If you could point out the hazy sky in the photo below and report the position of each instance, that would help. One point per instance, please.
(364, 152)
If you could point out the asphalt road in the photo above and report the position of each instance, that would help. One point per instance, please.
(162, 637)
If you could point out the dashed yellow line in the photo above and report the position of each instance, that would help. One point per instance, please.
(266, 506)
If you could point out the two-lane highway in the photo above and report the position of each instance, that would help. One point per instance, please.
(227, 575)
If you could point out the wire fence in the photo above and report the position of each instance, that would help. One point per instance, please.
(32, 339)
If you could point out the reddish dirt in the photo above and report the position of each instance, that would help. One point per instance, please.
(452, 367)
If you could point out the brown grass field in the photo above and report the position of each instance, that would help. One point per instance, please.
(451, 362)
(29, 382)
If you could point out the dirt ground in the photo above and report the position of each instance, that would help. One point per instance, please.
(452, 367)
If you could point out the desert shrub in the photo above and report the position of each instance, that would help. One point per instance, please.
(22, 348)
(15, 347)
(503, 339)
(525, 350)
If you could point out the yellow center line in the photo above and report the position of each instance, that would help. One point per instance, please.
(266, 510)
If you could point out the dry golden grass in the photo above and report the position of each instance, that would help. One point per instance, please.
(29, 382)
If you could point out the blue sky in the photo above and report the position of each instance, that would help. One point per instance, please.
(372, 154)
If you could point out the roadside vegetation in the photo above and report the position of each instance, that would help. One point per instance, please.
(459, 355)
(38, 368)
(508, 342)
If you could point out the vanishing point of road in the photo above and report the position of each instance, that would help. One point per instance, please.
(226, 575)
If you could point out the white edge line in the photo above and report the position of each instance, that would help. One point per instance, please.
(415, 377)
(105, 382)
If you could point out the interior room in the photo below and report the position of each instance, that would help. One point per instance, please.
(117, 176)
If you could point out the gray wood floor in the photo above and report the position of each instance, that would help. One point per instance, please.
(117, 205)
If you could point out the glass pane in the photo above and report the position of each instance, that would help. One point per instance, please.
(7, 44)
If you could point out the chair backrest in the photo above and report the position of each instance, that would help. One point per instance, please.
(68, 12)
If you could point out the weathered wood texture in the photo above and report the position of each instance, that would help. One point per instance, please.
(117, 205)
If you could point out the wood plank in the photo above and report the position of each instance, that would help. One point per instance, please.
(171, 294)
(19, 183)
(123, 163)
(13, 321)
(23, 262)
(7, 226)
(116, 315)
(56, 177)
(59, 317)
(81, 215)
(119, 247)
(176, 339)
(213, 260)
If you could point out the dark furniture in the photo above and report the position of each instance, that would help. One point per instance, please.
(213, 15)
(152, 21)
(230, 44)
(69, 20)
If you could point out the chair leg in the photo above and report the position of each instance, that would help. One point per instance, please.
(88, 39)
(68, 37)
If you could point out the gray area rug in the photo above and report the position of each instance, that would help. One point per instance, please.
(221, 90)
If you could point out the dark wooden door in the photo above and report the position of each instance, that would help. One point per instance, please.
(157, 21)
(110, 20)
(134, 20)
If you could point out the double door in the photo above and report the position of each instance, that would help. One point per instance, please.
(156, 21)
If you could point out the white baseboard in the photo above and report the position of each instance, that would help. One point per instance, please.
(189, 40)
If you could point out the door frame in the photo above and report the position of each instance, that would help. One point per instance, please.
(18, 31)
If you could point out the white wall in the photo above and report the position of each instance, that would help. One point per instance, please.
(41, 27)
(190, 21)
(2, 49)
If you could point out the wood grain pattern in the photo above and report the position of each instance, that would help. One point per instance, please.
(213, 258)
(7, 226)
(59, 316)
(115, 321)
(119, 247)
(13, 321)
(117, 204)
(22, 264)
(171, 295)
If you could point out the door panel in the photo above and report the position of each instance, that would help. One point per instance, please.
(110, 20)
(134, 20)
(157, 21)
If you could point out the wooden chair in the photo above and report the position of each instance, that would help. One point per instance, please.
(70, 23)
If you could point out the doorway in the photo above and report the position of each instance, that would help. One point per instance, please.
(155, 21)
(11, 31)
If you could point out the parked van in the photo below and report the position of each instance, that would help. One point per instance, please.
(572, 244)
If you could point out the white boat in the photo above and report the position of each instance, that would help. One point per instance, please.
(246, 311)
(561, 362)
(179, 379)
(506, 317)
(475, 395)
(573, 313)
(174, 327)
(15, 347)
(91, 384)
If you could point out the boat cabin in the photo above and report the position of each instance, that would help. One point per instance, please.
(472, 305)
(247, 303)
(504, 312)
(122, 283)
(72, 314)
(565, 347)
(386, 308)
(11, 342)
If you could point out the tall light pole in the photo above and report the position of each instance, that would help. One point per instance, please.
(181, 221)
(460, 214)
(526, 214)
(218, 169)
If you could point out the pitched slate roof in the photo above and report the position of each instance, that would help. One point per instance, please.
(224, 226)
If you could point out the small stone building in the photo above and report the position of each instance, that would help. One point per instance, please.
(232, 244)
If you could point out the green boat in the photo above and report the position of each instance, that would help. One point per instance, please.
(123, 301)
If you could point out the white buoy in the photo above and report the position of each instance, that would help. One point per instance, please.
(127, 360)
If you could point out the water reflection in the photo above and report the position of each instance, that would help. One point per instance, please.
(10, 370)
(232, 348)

━━━

Prompt:
A word-for-word transcription of the listing above is what the answer should contain.

Answer to the exercise:
If you could point out the hazy sky in the photo below and report the position of each instance, that would help. One point per instance, please.
(364, 152)
If you could point out the asphalt road in the photo above and report the position of each instance, that would help. One point per instance, please.
(162, 637)
If you could point out the dashed yellow line in the photo above and report the position of each instance, that would help. One point per instance, please.
(266, 506)
If you could point out the two-lane highway in the photo above and report the position of each instance, that would help. One point per instance, please.
(227, 575)
If you could point out the wire fence in the photo above and report the position of each instance, that would help. One point per instance, please.
(32, 339)
If you could point out the reddish dirt in the photo above and report the position of each instance, that would help. One point per instance, please.
(452, 367)
If you could point out the brown grass field in the photo above and report the position of each instance, that would help. One point per instance, please.
(451, 362)
(29, 382)
If you could point out the dirt ground in the photo above and report the position of each instance, that would help. One point per instance, please.
(452, 367)
If you could point out the desert shrub in the photo above and report the position of each instance, that would help. One point per instance, please.
(22, 348)
(15, 347)
(503, 339)
(525, 350)
If you could point out the yellow center line in the photo above and report the position of each instance, that would help. One point per instance, please.
(266, 510)
If you could point out the dry golden grass in the photo above and report the position of each instance, that would help. One point per instance, please.
(29, 382)
If you could point out the blue sky in the photo above and report the position of each instance, that would help. One point per instance, please.
(372, 154)
If you could point out the roadside vegetation in the photo above and report the position of each instance, that would help. One point per instance, please.
(459, 355)
(38, 368)
(508, 342)
If you could point out the vanishing point of road in the photo above and report the position of each instance, that would help. One point per instance, please.
(226, 575)
If you could point out the white edge line in the photo above and report the position of each instance, that would help. One point per instance, please.
(415, 377)
(105, 382)
If you could point out the interior room in the photo below and report the position of each instance, that would help. One point per instance, please.
(117, 176)
If you could point out the gray wood floor in the photo above and report the position of each instance, that would help. One point per instance, please.
(117, 205)
If you could point out the glass pane in the photo above and report the position of each instance, that would help. One point per instance, please.
(7, 44)
If you could point out the chair backrest in the photo above and report the position of each instance, that would help. One point per instance, please.
(68, 12)
If you could point out the weathered wood texture in the photo above and report the position of each instance, that would help. One point per instance, please.
(117, 205)
If you could point out the wood plank in the photo above and report the position of each instance, that would help. One point per instance, please.
(171, 294)
(19, 183)
(123, 163)
(13, 321)
(23, 262)
(7, 226)
(116, 315)
(56, 177)
(59, 317)
(81, 215)
(119, 247)
(176, 339)
(213, 260)
If you could point out the dark furniture in the photo above and report the position of each instance, that would help. One point per instance, please.
(213, 15)
(152, 21)
(230, 44)
(69, 20)
If you could point out the chair leg in the photo above and report the position of each instance, that would help. One point per instance, please.
(88, 39)
(68, 37)
If you could point out the gray area rug in the photo above and report the position of each instance, that would help. One point per instance, please.
(221, 90)
If you could point out the dark wooden door in the photo above and report the position of each instance, that would help. One point per instance, please.
(157, 21)
(110, 20)
(134, 20)
If you could point out the double door in the photo above and report the position of each instance, that would help. One point per instance, please.
(156, 21)
If you could point out the white baseboard in the photo above and report the position of each instance, that would help. One point per instance, please.
(189, 40)
If you could point out the door frame in the photo above and report the position of each instance, that would help. One point per instance, please.
(18, 31)
If you could point out the white wall in the photo above and report the position of each instance, that would help. One point per instance, please.
(41, 27)
(190, 21)
(2, 49)
If you could point out the wood grain pattern in the photo above and report the position of each instance, that would help. One point per instance, please.
(213, 258)
(7, 226)
(59, 316)
(115, 321)
(119, 247)
(13, 321)
(117, 204)
(22, 264)
(171, 295)
If you could point out the door panel in the photo above and report the position of each instance, that would help. One point per instance, please.
(110, 20)
(134, 20)
(157, 21)
If you could point out the wooden chair in the photo above and report the position of each instance, that would help. One point per instance, please.
(70, 23)
If you could point out the doorway in the photo above and report the position of each instance, that would help. One point per instance, please.
(155, 21)
(11, 31)
If you could point out the parked van in the photo below and report the position of each instance, that would help. One point per instance, please.
(572, 244)
If you could point out the white boat in the photo above and report the position of each instance, that would help. One point per instance, please.
(246, 311)
(561, 362)
(179, 379)
(506, 317)
(475, 395)
(573, 313)
(174, 327)
(15, 347)
(91, 384)
If you could point out the boat cabin in the photo above and report the position of each instance, that would help. One point per instance, please.
(472, 305)
(247, 303)
(504, 312)
(122, 283)
(72, 314)
(565, 347)
(386, 308)
(11, 342)
If you could point out the tall light pole in the photo above and report the position of each instance, that would help. One point per instance, please.
(181, 221)
(460, 214)
(526, 214)
(218, 169)
If you could point out the pitched slate roof in the photo above and report the position of each instance, that would help. One point per instance, please.
(224, 226)
If you could point out the small stone building in the photo above and report the position of each instance, that would help. One point per instance, please.
(232, 244)
If you could point out the green boat in the photo above and report the position of each instance, that would help. One point per instance, please.
(123, 301)
If you could point out the white buoy in the photo above and report the position of each instance, that would help. One point per instance, please.
(127, 360)
If you could point out the water reflection in the photo above and report the position of each instance, that would help. One point per instance, please.
(10, 370)
(232, 348)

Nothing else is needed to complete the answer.